(SELECTED EXCERPT)
1. Public: Who is the public that we think should understand science, exactly? Do they include politicians and policy makers? Scientists from other disciplines? Should schoolchildren and adults be treated differently for purposes of science communication? What kind of people visit science museums? Are they not the kind of people who would least benefit from PUS because they’re evidently already interested? Or is it the already interested we should be targeting anyway, because anything else is a waste of our (and their) time and resources?
2. Science: Here I don’t just mean whether we should include psychology or economics, or maybe even history in the PUS remit (though I believe that if the PUS is important, then so also is the public understanding of history or political theory, but this opens up another can of worms entirely). More intractable is what exactly does the public want or need to know about science? How does science work, why does it work, why should we have greater credence in science more than say, theology, for information about our own evolution or geological history?

(WHAT TO DO)
From point 2 of the passage on public understanding of science, list every academic discipline it names other than science itself. Answer using only the passage on public understanding of science.

(DATA LINES)
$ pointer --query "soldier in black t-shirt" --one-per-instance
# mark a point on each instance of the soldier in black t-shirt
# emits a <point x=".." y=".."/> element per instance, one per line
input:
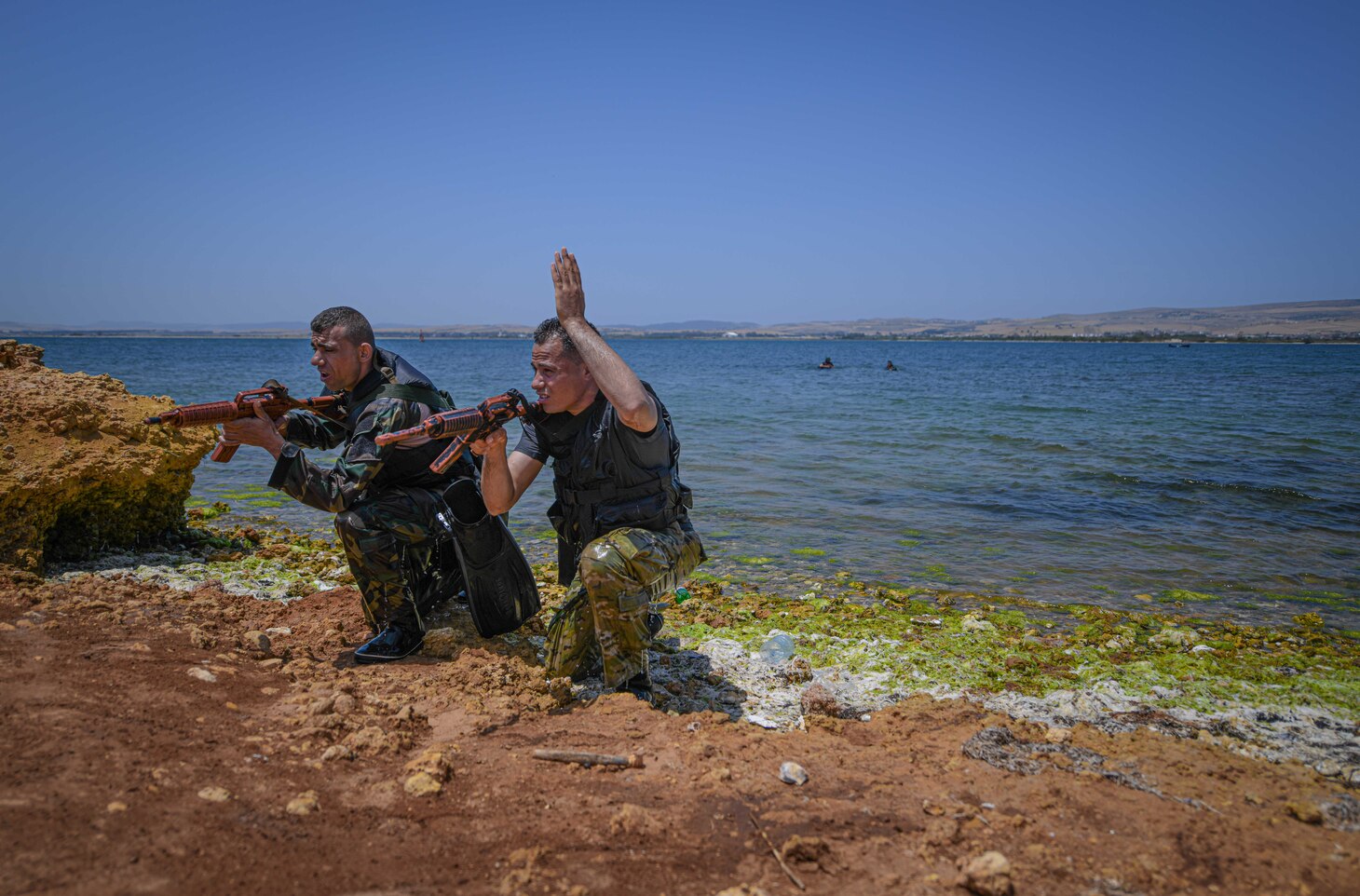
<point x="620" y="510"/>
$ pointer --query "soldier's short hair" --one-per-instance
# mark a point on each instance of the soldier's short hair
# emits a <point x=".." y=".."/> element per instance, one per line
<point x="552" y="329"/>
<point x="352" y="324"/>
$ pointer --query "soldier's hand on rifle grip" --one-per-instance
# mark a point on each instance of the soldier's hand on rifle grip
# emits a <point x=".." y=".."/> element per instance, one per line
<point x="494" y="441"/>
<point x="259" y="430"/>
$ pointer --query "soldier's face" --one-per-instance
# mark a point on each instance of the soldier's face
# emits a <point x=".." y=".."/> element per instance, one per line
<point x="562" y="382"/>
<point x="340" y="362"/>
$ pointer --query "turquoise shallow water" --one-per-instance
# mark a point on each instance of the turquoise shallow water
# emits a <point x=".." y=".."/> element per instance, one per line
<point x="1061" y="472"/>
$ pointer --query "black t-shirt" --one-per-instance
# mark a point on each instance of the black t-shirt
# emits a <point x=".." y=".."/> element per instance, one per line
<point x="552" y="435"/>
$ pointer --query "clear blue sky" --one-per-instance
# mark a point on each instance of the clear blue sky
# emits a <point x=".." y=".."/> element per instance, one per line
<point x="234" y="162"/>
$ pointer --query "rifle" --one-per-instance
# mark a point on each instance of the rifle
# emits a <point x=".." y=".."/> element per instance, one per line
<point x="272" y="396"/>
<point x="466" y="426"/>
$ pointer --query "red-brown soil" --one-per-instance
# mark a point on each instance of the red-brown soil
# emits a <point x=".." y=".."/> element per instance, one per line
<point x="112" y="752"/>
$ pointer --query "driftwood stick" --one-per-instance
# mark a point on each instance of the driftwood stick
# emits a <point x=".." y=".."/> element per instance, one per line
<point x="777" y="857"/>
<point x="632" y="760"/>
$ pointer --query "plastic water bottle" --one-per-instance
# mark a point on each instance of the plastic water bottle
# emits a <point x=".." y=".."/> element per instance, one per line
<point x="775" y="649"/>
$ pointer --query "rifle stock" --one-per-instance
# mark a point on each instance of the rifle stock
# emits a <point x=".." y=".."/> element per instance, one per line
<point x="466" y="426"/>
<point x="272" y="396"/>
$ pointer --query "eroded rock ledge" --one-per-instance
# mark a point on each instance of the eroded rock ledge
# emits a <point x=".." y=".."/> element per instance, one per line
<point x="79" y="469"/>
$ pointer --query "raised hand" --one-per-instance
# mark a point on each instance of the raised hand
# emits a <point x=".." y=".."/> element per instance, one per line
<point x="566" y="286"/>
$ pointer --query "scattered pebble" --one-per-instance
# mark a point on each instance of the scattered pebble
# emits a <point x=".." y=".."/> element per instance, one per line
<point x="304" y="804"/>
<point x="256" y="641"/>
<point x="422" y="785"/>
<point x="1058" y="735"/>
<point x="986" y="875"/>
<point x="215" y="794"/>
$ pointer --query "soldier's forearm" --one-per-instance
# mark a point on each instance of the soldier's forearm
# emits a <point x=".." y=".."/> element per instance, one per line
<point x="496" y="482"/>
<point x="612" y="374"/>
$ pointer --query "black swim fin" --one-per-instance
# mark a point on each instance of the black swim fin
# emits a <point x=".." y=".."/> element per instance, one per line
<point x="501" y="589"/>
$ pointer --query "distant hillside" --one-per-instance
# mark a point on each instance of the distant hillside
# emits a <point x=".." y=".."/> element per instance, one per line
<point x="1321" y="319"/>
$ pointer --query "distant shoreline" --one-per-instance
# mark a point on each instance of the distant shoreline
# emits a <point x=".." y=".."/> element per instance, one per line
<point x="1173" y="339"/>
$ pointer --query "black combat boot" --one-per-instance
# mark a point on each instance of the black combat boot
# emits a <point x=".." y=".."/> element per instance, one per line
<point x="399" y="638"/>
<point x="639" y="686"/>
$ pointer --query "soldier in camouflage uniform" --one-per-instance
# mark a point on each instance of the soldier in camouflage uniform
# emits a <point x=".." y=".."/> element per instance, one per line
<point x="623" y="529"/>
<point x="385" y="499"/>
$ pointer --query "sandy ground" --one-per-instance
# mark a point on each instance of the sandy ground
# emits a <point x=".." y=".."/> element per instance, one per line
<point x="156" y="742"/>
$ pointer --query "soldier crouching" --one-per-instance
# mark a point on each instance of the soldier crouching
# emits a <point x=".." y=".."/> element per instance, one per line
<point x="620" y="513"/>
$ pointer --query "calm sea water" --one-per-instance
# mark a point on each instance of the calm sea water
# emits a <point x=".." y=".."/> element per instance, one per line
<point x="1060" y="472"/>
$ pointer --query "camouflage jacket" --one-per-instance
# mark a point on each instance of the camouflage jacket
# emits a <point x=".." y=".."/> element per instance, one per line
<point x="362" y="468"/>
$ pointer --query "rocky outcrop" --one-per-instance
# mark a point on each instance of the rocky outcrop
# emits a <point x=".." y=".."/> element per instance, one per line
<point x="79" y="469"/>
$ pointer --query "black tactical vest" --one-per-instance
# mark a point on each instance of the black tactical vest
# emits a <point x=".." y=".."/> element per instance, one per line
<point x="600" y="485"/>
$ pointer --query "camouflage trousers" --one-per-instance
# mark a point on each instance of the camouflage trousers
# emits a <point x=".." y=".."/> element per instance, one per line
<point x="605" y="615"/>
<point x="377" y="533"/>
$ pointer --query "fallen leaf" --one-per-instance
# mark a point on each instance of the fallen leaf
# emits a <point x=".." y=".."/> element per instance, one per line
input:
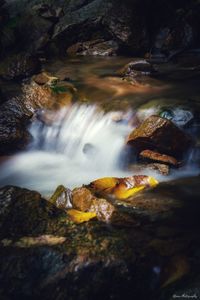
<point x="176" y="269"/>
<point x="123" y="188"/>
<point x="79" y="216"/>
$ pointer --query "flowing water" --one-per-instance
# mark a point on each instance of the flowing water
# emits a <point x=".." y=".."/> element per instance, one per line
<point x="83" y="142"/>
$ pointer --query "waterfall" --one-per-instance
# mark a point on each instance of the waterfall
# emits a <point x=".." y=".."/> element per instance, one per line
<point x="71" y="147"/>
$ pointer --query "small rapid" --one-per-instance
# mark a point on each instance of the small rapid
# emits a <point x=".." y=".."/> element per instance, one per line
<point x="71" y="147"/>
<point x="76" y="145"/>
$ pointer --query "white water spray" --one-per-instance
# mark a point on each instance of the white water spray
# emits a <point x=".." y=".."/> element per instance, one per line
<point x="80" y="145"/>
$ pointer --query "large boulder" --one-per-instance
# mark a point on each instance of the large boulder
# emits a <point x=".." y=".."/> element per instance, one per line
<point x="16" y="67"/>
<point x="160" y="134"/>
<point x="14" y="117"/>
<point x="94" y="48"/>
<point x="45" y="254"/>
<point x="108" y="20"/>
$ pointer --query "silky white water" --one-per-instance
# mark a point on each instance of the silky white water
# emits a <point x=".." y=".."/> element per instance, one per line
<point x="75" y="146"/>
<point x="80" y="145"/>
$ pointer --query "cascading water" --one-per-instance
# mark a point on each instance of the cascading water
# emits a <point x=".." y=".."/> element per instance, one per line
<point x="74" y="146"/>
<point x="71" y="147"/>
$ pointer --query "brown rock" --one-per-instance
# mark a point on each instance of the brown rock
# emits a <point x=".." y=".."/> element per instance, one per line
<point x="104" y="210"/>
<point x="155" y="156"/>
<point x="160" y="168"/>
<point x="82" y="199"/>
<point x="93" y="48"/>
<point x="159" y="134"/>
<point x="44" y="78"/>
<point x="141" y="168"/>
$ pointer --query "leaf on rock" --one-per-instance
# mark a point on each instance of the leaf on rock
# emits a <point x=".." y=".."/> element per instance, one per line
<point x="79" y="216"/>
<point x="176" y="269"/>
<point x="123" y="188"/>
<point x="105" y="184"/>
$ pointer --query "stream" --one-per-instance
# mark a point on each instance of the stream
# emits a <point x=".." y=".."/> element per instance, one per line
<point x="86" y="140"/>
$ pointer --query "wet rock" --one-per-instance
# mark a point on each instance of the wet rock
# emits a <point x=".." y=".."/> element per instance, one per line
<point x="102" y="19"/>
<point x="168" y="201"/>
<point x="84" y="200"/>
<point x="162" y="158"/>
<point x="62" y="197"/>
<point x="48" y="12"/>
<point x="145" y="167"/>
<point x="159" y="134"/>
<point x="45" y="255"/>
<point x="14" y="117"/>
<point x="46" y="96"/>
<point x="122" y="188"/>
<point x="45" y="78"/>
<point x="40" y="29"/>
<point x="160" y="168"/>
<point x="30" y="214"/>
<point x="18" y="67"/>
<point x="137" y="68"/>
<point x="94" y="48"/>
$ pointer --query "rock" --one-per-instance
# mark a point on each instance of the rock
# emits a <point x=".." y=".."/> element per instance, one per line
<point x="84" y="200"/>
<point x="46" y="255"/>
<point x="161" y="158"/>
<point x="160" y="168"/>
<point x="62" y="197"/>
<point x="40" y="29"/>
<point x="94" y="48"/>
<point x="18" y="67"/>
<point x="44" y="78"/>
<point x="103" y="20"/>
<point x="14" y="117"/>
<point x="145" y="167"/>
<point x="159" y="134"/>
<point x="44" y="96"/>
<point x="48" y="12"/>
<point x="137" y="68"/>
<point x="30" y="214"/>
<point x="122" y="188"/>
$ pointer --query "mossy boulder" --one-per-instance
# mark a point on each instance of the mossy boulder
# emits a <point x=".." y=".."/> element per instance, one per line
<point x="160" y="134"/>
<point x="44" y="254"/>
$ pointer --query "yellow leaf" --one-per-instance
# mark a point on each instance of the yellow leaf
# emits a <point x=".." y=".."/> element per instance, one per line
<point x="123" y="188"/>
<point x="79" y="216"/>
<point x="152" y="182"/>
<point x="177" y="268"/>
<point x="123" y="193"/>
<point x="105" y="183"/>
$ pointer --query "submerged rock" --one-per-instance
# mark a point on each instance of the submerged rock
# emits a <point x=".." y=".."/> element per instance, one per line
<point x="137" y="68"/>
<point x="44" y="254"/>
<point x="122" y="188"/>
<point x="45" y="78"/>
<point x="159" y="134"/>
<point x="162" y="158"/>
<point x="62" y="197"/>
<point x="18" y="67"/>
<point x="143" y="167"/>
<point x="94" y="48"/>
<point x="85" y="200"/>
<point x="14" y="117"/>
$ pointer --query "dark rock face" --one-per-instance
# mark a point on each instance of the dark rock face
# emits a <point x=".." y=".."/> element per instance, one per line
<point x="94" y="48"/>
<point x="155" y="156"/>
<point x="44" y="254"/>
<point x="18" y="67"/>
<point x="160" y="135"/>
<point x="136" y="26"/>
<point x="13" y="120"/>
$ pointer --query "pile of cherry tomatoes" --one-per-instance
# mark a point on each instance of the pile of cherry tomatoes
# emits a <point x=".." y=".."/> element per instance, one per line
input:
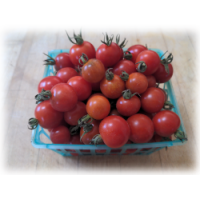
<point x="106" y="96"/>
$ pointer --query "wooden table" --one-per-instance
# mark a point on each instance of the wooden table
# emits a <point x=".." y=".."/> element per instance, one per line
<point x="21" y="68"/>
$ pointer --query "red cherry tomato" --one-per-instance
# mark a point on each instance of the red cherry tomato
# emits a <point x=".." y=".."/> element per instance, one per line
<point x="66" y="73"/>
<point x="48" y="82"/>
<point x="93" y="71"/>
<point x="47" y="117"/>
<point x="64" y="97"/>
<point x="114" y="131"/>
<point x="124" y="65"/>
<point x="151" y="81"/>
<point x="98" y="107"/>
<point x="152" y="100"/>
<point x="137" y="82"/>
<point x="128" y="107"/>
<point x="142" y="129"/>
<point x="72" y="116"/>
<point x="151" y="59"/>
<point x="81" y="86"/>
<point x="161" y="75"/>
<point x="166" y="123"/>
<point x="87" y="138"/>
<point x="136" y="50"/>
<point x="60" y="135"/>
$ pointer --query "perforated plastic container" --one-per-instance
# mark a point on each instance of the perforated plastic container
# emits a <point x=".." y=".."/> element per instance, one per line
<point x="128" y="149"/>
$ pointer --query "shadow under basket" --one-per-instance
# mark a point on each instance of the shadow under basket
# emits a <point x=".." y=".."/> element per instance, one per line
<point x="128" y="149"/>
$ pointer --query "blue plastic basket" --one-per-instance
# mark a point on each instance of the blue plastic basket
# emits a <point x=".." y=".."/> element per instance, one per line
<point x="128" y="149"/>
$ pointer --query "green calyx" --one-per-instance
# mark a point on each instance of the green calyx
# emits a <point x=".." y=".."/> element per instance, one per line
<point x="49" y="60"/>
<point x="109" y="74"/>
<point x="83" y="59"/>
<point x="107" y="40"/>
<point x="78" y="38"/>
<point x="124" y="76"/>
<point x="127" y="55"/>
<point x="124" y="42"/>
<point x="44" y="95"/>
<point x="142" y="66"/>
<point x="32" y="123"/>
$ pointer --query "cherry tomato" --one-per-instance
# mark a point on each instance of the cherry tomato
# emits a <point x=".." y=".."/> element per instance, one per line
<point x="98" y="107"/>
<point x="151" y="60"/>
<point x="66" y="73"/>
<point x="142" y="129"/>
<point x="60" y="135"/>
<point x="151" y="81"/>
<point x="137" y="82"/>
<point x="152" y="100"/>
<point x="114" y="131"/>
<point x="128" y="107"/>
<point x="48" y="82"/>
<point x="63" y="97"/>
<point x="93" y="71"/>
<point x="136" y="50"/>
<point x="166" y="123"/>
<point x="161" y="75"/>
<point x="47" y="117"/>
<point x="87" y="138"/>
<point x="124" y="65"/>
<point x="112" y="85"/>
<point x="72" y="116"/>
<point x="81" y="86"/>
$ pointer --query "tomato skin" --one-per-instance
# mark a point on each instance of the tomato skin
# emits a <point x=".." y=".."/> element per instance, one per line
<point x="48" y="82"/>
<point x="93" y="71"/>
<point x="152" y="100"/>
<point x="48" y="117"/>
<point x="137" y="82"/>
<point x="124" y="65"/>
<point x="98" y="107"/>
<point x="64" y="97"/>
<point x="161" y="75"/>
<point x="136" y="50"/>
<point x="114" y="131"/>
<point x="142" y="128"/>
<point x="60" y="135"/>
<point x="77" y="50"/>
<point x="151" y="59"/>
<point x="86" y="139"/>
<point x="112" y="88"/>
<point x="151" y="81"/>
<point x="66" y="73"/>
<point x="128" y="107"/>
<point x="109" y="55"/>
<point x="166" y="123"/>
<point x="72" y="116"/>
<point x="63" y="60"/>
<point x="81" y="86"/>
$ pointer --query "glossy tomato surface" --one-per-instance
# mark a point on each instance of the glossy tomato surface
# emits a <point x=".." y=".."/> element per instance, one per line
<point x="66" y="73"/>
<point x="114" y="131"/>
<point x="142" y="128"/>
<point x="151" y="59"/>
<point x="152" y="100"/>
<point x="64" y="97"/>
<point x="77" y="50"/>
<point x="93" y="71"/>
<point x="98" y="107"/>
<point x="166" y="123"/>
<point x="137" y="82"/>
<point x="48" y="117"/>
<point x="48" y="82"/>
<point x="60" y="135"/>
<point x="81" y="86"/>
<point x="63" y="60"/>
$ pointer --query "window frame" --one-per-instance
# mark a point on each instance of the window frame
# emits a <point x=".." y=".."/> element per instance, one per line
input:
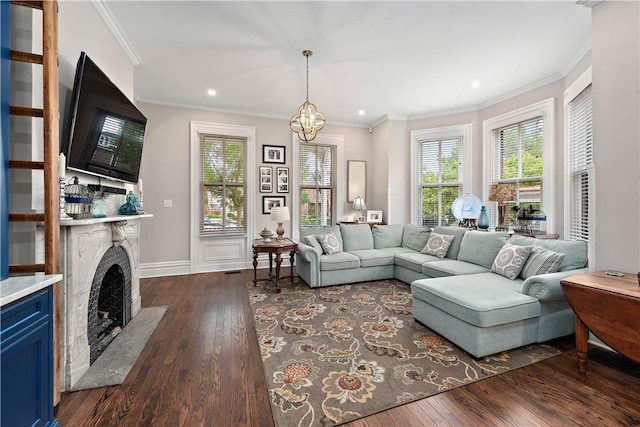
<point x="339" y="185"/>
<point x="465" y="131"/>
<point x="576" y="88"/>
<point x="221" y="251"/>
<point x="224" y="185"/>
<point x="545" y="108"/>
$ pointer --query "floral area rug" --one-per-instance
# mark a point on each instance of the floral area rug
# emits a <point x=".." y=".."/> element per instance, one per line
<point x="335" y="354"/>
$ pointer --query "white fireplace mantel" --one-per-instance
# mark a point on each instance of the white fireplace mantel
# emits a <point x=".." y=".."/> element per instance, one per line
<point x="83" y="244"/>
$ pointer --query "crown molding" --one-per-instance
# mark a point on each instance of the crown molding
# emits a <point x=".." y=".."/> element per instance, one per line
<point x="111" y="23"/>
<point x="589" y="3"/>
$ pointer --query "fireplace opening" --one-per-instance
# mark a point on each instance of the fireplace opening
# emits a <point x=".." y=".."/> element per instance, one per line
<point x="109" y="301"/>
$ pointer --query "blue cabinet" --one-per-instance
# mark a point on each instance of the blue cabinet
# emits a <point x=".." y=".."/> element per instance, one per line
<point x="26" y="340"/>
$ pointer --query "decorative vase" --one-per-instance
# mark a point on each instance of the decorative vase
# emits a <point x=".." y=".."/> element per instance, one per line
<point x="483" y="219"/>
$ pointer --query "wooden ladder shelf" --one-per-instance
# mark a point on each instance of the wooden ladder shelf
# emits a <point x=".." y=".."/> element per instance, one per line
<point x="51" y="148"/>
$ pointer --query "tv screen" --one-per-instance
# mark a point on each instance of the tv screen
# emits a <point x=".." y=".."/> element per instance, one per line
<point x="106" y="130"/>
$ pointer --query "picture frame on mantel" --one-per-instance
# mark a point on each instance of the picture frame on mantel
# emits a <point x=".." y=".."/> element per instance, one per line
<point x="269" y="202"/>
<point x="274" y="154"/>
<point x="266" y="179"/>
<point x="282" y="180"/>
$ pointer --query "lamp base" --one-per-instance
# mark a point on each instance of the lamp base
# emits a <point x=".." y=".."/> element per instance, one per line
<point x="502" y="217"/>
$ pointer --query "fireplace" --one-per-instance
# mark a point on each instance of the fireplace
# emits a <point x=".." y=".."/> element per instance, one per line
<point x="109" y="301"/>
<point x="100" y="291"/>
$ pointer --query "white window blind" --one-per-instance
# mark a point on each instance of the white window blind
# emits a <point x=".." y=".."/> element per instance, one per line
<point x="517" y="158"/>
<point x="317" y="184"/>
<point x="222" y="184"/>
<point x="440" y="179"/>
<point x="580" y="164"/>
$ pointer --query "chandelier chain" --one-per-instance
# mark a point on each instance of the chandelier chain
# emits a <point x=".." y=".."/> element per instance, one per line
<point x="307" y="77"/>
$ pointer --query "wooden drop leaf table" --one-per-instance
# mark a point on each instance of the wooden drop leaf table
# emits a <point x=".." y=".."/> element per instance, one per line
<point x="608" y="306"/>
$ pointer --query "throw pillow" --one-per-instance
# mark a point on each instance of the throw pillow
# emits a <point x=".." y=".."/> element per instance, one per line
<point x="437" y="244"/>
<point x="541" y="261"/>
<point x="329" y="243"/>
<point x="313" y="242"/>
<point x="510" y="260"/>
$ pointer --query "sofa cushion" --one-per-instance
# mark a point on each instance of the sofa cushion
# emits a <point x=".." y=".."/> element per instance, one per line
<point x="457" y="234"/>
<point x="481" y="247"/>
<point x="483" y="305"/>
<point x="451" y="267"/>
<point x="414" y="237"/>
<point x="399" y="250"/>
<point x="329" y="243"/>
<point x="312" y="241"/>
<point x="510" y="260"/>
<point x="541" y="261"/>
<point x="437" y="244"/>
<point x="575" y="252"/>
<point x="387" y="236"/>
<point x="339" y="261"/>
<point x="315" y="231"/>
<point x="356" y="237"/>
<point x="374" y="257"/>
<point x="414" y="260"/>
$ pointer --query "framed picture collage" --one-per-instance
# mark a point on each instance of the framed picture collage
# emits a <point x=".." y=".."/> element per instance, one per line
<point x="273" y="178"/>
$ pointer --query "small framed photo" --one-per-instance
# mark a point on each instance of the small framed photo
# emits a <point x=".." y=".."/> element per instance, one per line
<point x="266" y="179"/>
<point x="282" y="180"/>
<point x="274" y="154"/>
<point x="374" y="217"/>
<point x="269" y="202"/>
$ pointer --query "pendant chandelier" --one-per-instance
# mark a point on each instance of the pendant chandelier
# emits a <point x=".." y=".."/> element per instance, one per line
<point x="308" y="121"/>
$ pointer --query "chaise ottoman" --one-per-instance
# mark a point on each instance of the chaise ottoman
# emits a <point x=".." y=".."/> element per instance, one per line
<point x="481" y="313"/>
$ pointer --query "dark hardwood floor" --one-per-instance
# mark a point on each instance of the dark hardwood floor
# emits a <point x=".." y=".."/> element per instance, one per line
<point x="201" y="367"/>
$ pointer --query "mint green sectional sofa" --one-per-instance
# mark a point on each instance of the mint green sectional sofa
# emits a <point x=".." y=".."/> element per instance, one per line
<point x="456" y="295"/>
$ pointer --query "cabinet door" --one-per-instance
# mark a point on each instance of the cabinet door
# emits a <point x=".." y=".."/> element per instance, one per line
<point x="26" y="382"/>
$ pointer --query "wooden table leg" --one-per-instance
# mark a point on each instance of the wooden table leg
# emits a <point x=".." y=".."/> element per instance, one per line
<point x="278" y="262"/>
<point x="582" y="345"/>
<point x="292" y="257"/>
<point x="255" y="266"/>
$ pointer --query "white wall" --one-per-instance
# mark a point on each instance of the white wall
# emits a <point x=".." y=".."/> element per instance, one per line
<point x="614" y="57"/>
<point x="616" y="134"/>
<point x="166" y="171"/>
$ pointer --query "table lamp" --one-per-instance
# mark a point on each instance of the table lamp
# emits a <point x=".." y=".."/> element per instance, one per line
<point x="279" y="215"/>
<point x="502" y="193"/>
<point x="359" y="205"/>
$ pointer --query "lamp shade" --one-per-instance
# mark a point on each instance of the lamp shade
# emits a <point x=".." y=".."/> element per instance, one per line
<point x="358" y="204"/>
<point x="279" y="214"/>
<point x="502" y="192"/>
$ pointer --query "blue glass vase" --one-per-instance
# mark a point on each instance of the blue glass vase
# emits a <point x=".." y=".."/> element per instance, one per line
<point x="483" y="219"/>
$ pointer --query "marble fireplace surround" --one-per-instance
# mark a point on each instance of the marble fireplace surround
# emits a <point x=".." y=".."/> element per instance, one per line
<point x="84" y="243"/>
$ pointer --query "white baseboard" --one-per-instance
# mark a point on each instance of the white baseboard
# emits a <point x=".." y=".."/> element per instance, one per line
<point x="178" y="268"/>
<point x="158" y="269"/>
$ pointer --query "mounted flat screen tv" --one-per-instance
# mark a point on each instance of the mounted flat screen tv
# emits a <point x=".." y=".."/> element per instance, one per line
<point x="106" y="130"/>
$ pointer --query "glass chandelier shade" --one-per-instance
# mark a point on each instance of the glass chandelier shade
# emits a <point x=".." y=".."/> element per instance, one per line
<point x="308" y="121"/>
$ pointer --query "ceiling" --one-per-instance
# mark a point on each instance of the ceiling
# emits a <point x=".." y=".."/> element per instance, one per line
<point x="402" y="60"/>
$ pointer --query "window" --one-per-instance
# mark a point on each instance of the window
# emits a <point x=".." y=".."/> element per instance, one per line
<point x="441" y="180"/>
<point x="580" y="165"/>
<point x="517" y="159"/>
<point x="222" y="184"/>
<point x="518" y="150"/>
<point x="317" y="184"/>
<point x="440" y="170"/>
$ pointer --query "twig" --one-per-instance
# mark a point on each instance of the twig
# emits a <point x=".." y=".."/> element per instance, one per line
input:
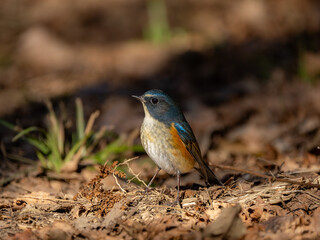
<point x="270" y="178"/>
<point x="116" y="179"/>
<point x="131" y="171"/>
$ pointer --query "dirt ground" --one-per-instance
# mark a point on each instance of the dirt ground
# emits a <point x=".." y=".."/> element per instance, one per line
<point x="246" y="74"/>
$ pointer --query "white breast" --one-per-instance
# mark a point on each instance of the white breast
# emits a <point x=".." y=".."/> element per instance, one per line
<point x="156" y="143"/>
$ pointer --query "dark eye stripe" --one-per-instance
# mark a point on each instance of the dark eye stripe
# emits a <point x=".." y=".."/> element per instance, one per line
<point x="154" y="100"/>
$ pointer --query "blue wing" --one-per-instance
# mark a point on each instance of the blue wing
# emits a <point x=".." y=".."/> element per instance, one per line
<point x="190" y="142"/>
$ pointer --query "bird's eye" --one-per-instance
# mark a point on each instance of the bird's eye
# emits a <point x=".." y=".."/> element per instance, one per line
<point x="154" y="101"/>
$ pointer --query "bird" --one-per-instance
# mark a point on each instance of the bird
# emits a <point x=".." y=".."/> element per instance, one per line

(SOLVED EXERCISE)
psychology, economics, history, political theory, theology